AIM OF THE EXERCISE
Update the material below by replacing each "indicate" with "mark" and keeping everything else the same.

INPUT
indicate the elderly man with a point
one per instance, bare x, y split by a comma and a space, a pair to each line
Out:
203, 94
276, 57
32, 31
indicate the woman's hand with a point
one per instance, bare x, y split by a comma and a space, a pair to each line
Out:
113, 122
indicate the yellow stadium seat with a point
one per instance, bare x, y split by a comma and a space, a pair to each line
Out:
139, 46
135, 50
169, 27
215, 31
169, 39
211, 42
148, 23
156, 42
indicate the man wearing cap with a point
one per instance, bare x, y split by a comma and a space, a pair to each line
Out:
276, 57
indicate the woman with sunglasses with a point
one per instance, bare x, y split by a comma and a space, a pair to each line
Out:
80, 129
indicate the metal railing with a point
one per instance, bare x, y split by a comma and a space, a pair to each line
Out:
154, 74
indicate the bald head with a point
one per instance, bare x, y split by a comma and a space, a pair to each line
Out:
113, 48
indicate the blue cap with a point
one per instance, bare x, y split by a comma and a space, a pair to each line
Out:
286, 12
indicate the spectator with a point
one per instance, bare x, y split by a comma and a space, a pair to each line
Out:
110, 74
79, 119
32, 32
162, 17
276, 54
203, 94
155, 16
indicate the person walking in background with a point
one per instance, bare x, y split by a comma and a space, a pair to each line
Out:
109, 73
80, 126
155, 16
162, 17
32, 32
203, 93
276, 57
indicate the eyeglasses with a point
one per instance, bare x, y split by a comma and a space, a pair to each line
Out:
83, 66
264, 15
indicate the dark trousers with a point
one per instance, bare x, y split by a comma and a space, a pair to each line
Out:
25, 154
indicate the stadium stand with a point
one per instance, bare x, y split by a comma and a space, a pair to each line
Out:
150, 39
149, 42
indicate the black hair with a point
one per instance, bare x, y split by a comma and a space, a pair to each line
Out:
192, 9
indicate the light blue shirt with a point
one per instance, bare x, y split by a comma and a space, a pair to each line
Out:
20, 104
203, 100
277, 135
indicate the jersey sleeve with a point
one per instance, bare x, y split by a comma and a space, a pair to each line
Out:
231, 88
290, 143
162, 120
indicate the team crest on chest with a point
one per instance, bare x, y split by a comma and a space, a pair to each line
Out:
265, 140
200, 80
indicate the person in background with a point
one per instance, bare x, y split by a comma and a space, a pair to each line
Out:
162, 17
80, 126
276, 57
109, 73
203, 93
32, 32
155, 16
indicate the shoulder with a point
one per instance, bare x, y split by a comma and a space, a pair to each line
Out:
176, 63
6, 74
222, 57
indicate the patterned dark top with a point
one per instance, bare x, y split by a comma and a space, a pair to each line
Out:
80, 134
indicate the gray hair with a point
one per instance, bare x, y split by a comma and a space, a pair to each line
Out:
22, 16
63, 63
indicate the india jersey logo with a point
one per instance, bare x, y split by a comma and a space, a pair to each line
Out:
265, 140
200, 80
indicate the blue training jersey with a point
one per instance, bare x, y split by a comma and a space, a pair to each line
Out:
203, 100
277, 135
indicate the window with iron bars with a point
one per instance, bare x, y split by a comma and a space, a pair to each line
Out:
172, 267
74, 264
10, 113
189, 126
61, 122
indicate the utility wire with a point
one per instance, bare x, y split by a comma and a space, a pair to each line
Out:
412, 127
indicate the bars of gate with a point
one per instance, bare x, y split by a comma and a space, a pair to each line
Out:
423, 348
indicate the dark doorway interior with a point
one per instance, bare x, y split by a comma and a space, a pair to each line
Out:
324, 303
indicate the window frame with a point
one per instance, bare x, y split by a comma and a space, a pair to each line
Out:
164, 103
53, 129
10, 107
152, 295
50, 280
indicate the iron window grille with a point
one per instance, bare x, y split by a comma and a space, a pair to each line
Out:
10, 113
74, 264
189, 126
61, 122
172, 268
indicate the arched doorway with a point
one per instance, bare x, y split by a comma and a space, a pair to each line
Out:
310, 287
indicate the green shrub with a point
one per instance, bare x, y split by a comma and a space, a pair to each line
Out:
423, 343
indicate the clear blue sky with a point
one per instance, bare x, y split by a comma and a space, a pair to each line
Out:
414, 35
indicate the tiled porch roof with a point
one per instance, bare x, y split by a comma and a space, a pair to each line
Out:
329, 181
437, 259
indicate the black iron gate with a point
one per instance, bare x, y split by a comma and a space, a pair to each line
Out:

COMPLETED EXERCISE
mark the elderly man with a point
one per instance, bare x, y split by a comma and a space, a pair to each line
Out:
203, 94
276, 57
32, 31
mark the woman's hand with a point
one per instance, bare x, y split by a comma and a space, a pair to each line
Out:
113, 122
mark the yellow stadium seat with a point
one per instance, bare x, y split by a comma and a space, a pair to each line
Out:
139, 46
135, 50
169, 27
215, 31
169, 39
211, 42
148, 23
156, 42
mark the man wearing cap with a point
one per instance, bare x, y split by a comma and a space, a pair to each line
Out:
276, 57
mark the woman with sunglasses with a point
one per instance, bare x, y split by a comma and a space, a pair to each line
Out:
80, 129
mark the metal railing with a point
one per instance, bare x, y split by a comma and a space, a pair to each line
Out:
154, 74
mark the bald head with a point
one per instance, bare x, y split by a comma and a space, a pair to each line
Out:
113, 48
mark the blue cap with a point
one per instance, bare x, y split by a comma and a space, a pair to each line
Out:
286, 12
mark the spectator with a point
one per instance, bare x, y split by a comma and a space, a pair to each line
Out:
110, 74
79, 119
32, 32
162, 17
276, 54
203, 94
155, 16
mark the person walking in background with a point
one per instance, bare x, y split by a comma and a space, a pair to each line
Out:
109, 73
80, 126
155, 16
162, 17
32, 32
203, 93
276, 57
mark the eyeglasses with a point
one per instance, bare x, y split by a comma and a space, a pair to each line
Out:
83, 66
264, 15
mark the dark trousers with a point
one per instance, bare x, y split by a comma and a space, a pair to each line
Out:
25, 154
mark the stadium stand with a point
one per instance, bare x, y split by a comma and a space, a pair to each line
Out:
150, 39
149, 42
mark the black hair with a point
one per instance, bare x, y split by a comma and a space, a pair to each line
Out:
192, 9
mark the light blue shirt with a point
one per instance, bare x, y split by a comma and a space, a pair to each line
Out:
20, 104
203, 100
277, 135
mark the jersey sleeve with a point
one per instance, bare x, y split by a comma and a space, a pair to each line
Out:
231, 88
290, 143
162, 120
mark the team crest on chest with a point
one per instance, bare x, y split by a comma and a space, a pair to each line
Out:
265, 140
200, 80
mark the person in background with a point
one per instance, bare x, y split by a comma and a space, a pair to each line
Out:
162, 17
80, 126
276, 57
109, 73
203, 93
32, 32
155, 16
mark the shoulder with a point
one per instance, bare x, y split by a comma and a space, a pair to each line
Out:
176, 63
6, 74
222, 57
mark the patterned dark top with a point
one per instance, bare x, y split by a comma and a space, a pair to each line
Out:
80, 134
mark the gray hair with a point
one per instance, bare x, y split by a comma and a space, a pair to each line
Out:
22, 16
63, 63
mark the india jersey logo with a point
one per instance, bare x, y split by a comma and a space, a pair to each line
Out:
265, 140
200, 80
mark the blue training jersey with a point
one per instance, bare x, y split by a comma and a space, a pair to each line
Out:
203, 100
277, 135
mark the window with iron bars with a point
one per instance, bare x, y split by a comma and a space, a pair to each line
Out:
172, 267
74, 264
10, 113
189, 126
61, 122
mark the utility wire with a point
one per instance, bare x, y split by a comma and a space, a pair to each line
Out:
412, 127
mark the bars of gate with a point
one per instance, bare x, y split by a comma and a space, a pair to each line
Out:
423, 348
mark the dark doorway interior with a point
one per instance, bare x, y split by a comma and a space, a pair to each line
Out:
324, 303
mark the window frame with a point
one per instance, bare x, y split by a comma and a space, a pair to each line
Out:
164, 103
53, 129
10, 107
152, 295
50, 280
mark the iron window grille with a point
one per instance, bare x, y split by a comma and a space, a pair to each line
Out:
10, 113
74, 264
189, 126
61, 122
172, 268
mark the arched doorway with a point
one per instance, bare x, y split by a comma and a space, a pair to each line
Out:
310, 287
mark the green shrub with a point
one per instance, bare x, y split by a comma and a space, a pair to each line
Out:
423, 343
mark the clear blue sky with a point
one per instance, bare x, y split by a comma and a space, a pair to each line
Out:
414, 35
mark the tiled porch roof with a point
one per instance, bare x, y split by a comma and a space, a pair to each line
Out:
329, 181
437, 259
mark the black iron gate with a point
one per instance, bare x, y split by a comma and a space, a pair to each line
Out:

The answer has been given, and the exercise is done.